■ VORLIEGENDER TEXT ■
30.05.12

Magdi Aboul-Kheir

Der Kampf um das Lächeln der Roswitha P.

Wer lacht, lebt. Demnach könnte man für, nennen wir sie mal, Roswitha P. einen Totenschein ausstellen. Die Sache ist aber, dass sie lebt und dass sie selbst Scheine aller Art ausstellt. Roswitha P. arbeitet in einem Schul-Sekretatriat und ist der Mensch mit der unfreundlichsten Dauermiene der Welt, vielleicht mit Ausnahme einiger Diktatoren, die freilich nicht an der Schule arbeiten. Wobei, vielleicht doch, aber das führt zu weit.

Roswitha P. kann nicht lachen. Sie kann nicht lächeln. Sie kann nicht die Andeutung eines positiven, zugewandten, netten Gesichtsausdrucks erzeugen. Andere Menschen sind in der Lage, sogar mit den Augen zu lächeln, mit dem Kinn, einige vielleicht sogar mit den Nase oder den Hüftgelenken – Roswitha P. nicht einmal mit dem Mund, mit den Lippen. Neben ihr sieht Angela Merkel noch im Wortgefecht mit der Opposition wie ein Standup Comedian aus und Annette Schavan wie Alfred E. Neumann, der Grinsepeter von »Mad«.

Betritt man mit einem freundlichen Gruß und ebensolchem Gesichtsausdruck das Sekretariat, um etwa ein krankes Kind abzumelden oder ein Formular abzuholen, blickt einen Roswitha P. irgendwo zwischen stumpfer Indifferenz (an den seltenen guten Tagen) und offener Feindseligkeit an. Gibt man einen harmlosen Kommentar über das Wetter oder das vielleicht nahende Wochenende von sich, um das Eis zu brechen, betrachtet sie einen, als ob man sie um eine sofortige Organspende ohne Narkose gebeten hätte.

Ich habe meine Kinder und deren Freunde, andere Eltern und sogar Lehrer befragt - niemand hat jemals ein Lächeln von ihr erhascht. Eine Gesichtslähmung ist aber auszuschließen: Sie kann durchaus zwischen schlecht gelaunt, schlechter gelaunt und noch viel schlechter gelaunt differenzieren.

Nun gut, sie arbeitet an der Schnittstelle zwischen gestresster Schulleitung, gefrusteten Lehrern, anstengenden Schülern und genervten Eltern - aber niemals die Mundwinkel anheben, und seien es nur willkürliche Muskelzuckungen? Sie ist wie Timm Thaler, der Junge, der sein Lachen an einen mephistophelischen Geschäftsmann verkauft hat, nur dass sie im Gegenzug nichts Vernünftiges dafür bekommen hat.

■ Zeige-Datensätze ■
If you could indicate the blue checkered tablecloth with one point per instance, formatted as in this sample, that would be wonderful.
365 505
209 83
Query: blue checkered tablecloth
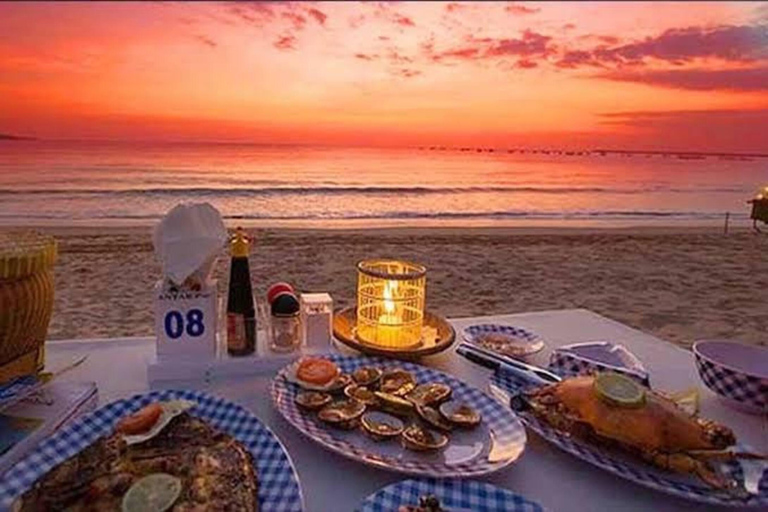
507 430
738 386
278 484
466 494
526 340
631 469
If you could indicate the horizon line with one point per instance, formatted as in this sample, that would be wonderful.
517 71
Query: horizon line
439 147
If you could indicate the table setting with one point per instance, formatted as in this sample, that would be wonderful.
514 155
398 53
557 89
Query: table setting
387 405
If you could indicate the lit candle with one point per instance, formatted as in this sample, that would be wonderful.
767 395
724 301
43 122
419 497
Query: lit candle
389 325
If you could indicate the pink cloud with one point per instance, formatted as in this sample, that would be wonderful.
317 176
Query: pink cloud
529 45
750 79
318 15
287 42
520 10
738 44
403 21
252 12
207 41
455 6
297 20
739 130
408 73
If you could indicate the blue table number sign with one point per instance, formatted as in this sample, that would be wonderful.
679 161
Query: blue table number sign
185 322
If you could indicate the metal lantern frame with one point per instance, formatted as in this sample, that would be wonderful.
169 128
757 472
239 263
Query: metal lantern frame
390 303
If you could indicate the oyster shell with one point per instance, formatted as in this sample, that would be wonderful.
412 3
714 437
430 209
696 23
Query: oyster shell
397 382
291 376
366 375
171 409
460 414
362 394
381 426
394 404
421 439
312 400
429 393
433 418
341 382
342 413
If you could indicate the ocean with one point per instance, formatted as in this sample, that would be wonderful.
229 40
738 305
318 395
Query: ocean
94 183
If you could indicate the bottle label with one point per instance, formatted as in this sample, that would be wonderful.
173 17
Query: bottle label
236 331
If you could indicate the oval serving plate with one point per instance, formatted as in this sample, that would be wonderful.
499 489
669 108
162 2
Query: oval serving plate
628 467
278 484
504 339
454 495
494 444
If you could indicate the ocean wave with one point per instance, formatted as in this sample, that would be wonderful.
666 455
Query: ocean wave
356 190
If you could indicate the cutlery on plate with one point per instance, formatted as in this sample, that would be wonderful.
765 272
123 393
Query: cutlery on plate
483 357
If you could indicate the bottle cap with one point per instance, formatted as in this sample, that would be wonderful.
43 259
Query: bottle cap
239 246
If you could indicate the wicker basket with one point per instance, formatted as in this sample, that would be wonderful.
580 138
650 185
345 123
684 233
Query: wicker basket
26 301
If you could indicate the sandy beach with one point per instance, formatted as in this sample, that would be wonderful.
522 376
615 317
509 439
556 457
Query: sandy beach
678 284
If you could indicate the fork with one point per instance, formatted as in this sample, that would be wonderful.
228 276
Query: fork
753 472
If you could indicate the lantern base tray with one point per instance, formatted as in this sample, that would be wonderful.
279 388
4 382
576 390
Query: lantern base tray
437 336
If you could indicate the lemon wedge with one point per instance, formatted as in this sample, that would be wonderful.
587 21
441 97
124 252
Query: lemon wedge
619 390
687 400
156 492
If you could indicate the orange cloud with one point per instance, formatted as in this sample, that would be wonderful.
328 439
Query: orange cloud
389 73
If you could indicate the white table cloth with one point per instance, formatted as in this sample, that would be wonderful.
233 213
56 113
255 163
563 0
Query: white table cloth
331 483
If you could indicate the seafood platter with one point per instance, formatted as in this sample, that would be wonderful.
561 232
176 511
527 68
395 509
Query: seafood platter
611 421
441 495
398 415
161 451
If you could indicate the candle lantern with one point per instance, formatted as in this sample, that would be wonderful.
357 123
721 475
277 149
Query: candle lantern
390 303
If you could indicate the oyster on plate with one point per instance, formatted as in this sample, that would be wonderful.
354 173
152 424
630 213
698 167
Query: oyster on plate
421 439
397 382
366 375
394 404
460 414
361 393
433 418
429 393
344 414
339 383
312 400
381 426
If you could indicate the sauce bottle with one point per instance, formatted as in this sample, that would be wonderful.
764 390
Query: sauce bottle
241 314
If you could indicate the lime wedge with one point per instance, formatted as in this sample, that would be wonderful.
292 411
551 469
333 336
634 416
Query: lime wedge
156 492
617 389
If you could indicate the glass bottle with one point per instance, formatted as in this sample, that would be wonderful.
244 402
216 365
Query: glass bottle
241 314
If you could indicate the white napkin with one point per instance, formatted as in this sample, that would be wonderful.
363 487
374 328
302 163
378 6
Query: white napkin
187 241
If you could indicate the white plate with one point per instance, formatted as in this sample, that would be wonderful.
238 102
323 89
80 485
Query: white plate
278 483
491 446
510 340
628 467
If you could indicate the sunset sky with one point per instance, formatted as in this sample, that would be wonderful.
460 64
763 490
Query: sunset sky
652 75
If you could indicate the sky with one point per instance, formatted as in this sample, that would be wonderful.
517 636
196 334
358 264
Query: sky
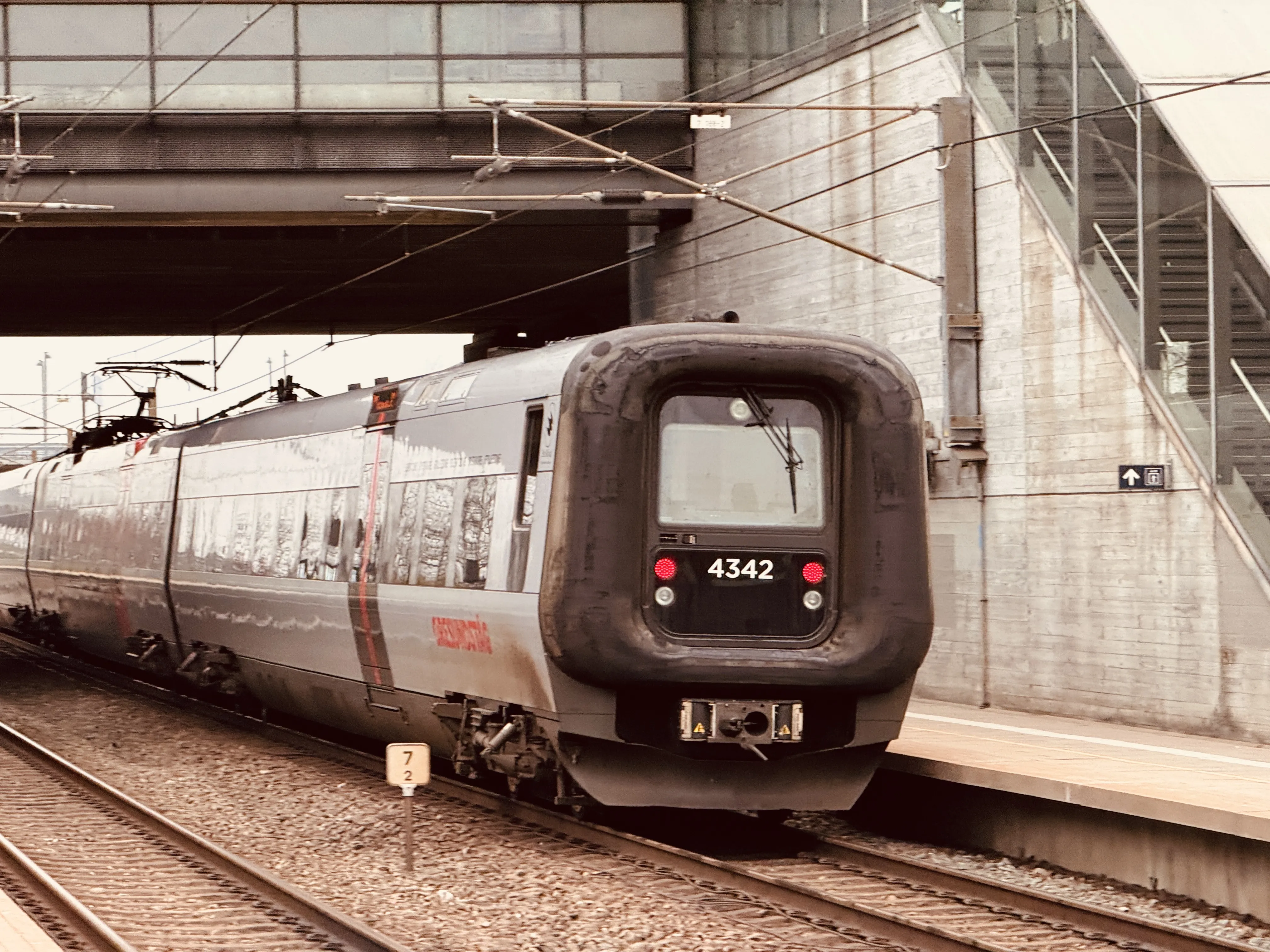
327 370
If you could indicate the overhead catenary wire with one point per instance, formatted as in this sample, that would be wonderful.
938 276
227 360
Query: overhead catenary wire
771 115
873 78
714 192
695 106
149 112
774 112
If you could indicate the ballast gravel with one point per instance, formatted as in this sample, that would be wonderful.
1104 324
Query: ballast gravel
1095 890
481 883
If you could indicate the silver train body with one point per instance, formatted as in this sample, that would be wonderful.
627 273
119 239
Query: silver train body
481 559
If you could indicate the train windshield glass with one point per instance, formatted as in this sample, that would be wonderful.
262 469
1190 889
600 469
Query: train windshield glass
742 460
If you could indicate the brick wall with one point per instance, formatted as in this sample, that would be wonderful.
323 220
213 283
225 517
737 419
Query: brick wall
1124 607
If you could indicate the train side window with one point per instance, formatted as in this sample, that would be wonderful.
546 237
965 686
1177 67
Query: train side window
530 466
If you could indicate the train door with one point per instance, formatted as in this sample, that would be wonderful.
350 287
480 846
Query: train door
526 496
370 527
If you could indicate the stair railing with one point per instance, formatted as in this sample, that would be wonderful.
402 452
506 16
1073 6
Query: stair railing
1253 393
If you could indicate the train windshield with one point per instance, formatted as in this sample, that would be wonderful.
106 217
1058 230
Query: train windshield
742 460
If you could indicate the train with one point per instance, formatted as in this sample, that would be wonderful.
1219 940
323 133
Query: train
679 565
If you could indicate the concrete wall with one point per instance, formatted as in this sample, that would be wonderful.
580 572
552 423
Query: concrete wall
1137 609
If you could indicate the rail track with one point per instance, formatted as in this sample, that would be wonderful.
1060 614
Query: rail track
856 897
102 871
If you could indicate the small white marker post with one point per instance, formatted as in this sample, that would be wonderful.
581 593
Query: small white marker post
408 767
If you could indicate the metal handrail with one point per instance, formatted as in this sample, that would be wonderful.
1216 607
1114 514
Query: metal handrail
1248 386
1053 159
1107 244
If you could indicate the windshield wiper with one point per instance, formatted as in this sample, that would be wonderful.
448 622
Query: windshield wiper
784 442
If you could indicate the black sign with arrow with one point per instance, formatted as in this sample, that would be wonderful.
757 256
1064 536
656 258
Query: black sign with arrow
1145 477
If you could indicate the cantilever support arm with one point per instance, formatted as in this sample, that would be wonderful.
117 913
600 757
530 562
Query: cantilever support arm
710 191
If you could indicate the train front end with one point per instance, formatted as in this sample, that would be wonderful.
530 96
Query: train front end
738 550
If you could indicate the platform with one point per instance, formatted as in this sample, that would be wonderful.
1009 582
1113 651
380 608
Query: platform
20 932
1173 812
1203 782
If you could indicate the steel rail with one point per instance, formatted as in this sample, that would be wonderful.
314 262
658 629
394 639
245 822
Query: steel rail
1068 918
51 907
343 930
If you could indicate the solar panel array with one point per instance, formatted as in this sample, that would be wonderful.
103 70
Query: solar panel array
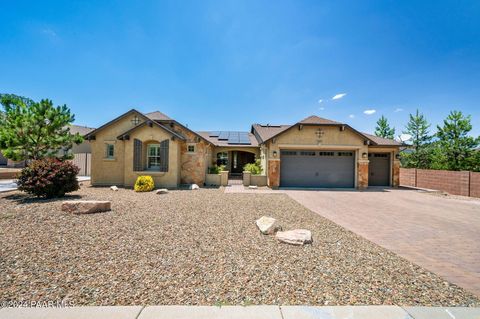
239 138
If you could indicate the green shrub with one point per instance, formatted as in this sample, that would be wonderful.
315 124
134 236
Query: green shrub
216 169
144 184
254 168
49 178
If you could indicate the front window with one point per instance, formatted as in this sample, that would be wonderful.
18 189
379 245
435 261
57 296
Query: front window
110 151
153 156
222 158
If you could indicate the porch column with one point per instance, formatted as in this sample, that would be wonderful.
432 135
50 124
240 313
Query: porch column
362 174
274 173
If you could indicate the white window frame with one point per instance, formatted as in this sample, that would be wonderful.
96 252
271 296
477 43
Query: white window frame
149 147
107 150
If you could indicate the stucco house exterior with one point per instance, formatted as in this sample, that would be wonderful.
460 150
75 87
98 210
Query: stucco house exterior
314 152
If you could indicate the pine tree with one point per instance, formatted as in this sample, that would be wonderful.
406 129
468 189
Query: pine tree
34 130
458 147
383 129
418 129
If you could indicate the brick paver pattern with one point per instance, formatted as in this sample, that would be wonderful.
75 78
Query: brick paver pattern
441 234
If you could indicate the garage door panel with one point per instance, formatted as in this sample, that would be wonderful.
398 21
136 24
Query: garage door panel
323 169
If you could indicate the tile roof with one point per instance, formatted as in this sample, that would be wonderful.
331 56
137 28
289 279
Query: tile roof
382 141
313 119
267 131
157 116
215 141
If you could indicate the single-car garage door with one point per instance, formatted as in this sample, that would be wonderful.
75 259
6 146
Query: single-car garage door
322 169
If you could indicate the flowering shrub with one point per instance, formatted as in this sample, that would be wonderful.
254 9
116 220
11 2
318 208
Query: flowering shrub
48 178
144 184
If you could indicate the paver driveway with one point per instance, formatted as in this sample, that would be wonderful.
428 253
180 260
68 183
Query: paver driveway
440 234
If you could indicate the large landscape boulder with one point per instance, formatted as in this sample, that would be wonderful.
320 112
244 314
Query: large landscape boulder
268 225
295 237
86 206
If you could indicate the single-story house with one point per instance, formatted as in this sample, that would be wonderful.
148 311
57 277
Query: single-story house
314 152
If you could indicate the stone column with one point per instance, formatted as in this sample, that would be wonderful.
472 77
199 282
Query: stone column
274 173
362 171
224 178
396 173
246 178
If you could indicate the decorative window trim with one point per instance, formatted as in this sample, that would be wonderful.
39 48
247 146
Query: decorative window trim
189 145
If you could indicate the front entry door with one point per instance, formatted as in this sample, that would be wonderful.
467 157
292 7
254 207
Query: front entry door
240 159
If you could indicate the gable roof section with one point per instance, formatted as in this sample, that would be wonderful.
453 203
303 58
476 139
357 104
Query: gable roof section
150 123
158 116
265 132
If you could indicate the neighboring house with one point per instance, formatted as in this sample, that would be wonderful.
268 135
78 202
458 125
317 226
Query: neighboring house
314 152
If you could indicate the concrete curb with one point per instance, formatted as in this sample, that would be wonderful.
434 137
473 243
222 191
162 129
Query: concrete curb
240 312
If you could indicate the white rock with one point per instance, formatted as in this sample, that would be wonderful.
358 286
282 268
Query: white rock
295 237
162 191
267 225
86 206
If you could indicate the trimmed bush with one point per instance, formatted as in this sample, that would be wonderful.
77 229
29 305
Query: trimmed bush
254 168
144 184
49 178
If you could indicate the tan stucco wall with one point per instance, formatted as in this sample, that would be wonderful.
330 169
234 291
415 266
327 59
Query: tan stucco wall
153 135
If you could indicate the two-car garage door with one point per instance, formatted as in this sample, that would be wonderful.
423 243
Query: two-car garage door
319 169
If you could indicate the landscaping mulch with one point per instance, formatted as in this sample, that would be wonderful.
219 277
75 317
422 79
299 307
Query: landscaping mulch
198 248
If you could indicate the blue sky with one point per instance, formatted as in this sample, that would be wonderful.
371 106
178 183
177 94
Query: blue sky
223 65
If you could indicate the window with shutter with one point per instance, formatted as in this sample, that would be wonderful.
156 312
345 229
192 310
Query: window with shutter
137 155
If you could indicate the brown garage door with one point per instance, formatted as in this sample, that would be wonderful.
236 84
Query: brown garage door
379 169
318 169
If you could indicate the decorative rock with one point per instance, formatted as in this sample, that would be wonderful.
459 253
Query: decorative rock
162 191
267 225
86 206
295 237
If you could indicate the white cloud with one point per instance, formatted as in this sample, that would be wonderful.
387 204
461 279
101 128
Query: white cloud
339 96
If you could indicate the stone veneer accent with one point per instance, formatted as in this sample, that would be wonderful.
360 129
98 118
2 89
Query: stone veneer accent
274 173
362 169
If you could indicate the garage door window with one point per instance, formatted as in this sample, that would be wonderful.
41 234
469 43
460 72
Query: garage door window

■ AUFGABENSTELLUNG ■
Bitte schreib den Text über das fehlende Lächeln der Sekretärin Roswitha P. im Anschluss an seinen letzten Satz weiter.

■ ERGEBNIS ■
Roswitha P. ist eine schwäbische Kurzhaarträgerin mit randloser Brille und schmalen Lippen, aber auch solche Menschen sind schon lachend gesichtet worden. Und so hat sie im Laufe der Jahre meinen Ehrgeiz angestachelt, sie einmal zum Lächeln zu bringen. Früher war ich der Klassenclown, heute schreibe ich komische Geschichten, und ich kann es bei meinem humoristischen Stolz nicht auf mir sitzen lassen, Roswitha P. nicht zu einer zumindest angedeuteten amüsierten Regung ihrer Mundwinkel zu bringen.

Anfangs habe ich es damit versucht, einfach den ersten Schritt zu tun. Stete Freundlichkeit höhlt den Stein: Tagtäglich habe ich sie angelächelt mit warm-unaufdringlichem Blick und leicht angehobenen Mundwinkeln. Zurück schaut ein Gesicht wie aus Mauerwerk, aus Granit, wie aus tiefgefrorenem Kot.

Kennen Sie den? Ja, ich habe es tatsächlich mit lockeren Sprüchen versucht, mit harmlosen, aber erfolgreich erprobten Witzen.
»Treffen sich zwei Yetis. Sagt der eine: ›Du, ich hab den Reinhold Messner gesehen‹. Sagt der andere: ›Was, gibt's den wirklich?‹«
Ha, ha, ha! Nein? Nein. Roswitha P. warf mir einen Hassblick zu: »Wer ist Reinhold Messner?« Warum nicht gleich: Was ist ein Yeti?

Da muss ich an die Skiläuferin Katja Seizinger denken, der ein Fotograf einst nach ihrem Olympiasieg in Norwegen zurief: »Nun lach doch mal, du blöde Kuh!«

Soll ich eine Bananenschale auf den Boden werfen und vor Roswithas Augen ausrutschen? Funktionieren wenigstens Slapstick und Schadenfreude? Oder hält sie mir dann kommentarlos den Verbandskasten hin und ruft den Hausmeister? Oder die Polizei?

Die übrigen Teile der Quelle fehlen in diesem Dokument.